• Exercise details: Rewrite the lines below with "small square window" swapped for "small round window" and everything else left unchanged, omitting the pictures.

• Records supplied:
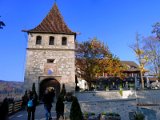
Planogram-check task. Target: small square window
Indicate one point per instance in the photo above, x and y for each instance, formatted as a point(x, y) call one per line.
point(50, 60)
point(51, 40)
point(64, 41)
point(38, 40)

• Solution to this exercise:
Planogram-check task. Target: small round window
Indicate one point per instance in the photo above, x and y for each instance, formatted as a point(x, y) call one per line.
point(50, 60)
point(51, 40)
point(64, 41)
point(38, 40)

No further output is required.